Aim
Pull out each line in the records below that contains the string "powder", and copy those lines in full.

Raw records
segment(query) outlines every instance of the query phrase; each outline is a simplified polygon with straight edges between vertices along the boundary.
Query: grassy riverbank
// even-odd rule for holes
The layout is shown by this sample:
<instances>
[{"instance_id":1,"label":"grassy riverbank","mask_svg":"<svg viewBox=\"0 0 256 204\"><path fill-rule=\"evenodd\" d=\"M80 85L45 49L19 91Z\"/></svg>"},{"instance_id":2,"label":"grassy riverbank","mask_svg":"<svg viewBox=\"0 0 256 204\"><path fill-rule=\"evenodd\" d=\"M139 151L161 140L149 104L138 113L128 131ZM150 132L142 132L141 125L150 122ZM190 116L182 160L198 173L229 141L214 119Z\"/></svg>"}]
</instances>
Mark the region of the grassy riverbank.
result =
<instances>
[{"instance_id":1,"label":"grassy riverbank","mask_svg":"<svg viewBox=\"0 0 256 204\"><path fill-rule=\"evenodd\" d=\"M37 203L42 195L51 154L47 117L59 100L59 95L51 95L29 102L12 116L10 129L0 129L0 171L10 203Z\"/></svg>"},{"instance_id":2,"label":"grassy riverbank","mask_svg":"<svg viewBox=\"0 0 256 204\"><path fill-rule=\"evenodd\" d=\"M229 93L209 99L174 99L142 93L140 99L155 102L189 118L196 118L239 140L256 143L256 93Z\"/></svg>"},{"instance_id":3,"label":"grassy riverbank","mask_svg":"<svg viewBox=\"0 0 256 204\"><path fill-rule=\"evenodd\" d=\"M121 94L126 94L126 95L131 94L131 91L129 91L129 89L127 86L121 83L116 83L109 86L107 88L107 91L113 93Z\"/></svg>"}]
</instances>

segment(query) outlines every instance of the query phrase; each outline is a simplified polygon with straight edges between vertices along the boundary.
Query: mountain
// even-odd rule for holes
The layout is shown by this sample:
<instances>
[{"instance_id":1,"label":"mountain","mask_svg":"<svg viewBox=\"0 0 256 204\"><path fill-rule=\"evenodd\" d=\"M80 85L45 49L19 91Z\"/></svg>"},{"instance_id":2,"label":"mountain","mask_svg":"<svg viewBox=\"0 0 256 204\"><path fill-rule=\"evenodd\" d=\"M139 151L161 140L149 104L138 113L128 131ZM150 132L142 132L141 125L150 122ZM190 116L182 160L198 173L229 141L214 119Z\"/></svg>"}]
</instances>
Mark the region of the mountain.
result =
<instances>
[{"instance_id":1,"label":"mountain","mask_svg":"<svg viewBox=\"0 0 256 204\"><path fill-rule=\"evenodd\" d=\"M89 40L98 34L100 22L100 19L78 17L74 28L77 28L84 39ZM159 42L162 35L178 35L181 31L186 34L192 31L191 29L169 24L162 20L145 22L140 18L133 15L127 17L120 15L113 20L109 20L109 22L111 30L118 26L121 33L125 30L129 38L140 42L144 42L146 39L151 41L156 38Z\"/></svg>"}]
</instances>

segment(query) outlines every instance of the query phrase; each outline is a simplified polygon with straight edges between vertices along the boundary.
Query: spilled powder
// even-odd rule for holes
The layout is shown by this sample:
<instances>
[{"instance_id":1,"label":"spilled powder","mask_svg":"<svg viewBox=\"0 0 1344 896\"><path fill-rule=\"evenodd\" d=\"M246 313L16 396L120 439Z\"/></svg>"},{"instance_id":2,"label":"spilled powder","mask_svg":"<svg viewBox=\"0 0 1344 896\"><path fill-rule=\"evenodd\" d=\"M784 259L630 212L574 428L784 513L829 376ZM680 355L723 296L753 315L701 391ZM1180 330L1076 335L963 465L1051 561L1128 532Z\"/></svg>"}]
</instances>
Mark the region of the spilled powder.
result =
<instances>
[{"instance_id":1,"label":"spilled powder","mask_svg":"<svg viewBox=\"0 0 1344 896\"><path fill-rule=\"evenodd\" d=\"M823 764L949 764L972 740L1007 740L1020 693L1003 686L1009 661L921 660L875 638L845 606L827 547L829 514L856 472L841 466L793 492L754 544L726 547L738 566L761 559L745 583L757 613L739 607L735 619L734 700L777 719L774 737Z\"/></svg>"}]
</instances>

Solution to this task
Query: spilled powder
[{"instance_id":1,"label":"spilled powder","mask_svg":"<svg viewBox=\"0 0 1344 896\"><path fill-rule=\"evenodd\" d=\"M246 313L16 396L120 439Z\"/></svg>"},{"instance_id":2,"label":"spilled powder","mask_svg":"<svg viewBox=\"0 0 1344 896\"><path fill-rule=\"evenodd\" d=\"M784 259L630 212L574 428L784 513L829 376ZM680 355L723 296L753 315L701 391ZM1180 330L1076 335L963 465L1051 561L1128 532Z\"/></svg>"}]
Mark the region of the spilled powder.
[{"instance_id":1,"label":"spilled powder","mask_svg":"<svg viewBox=\"0 0 1344 896\"><path fill-rule=\"evenodd\" d=\"M823 764L949 764L972 740L1007 740L1020 693L1003 686L1009 661L921 660L875 638L845 606L827 547L829 514L856 472L841 466L793 492L754 544L726 547L738 566L761 559L745 583L757 613L739 607L735 619L734 700L777 719L774 737Z\"/></svg>"}]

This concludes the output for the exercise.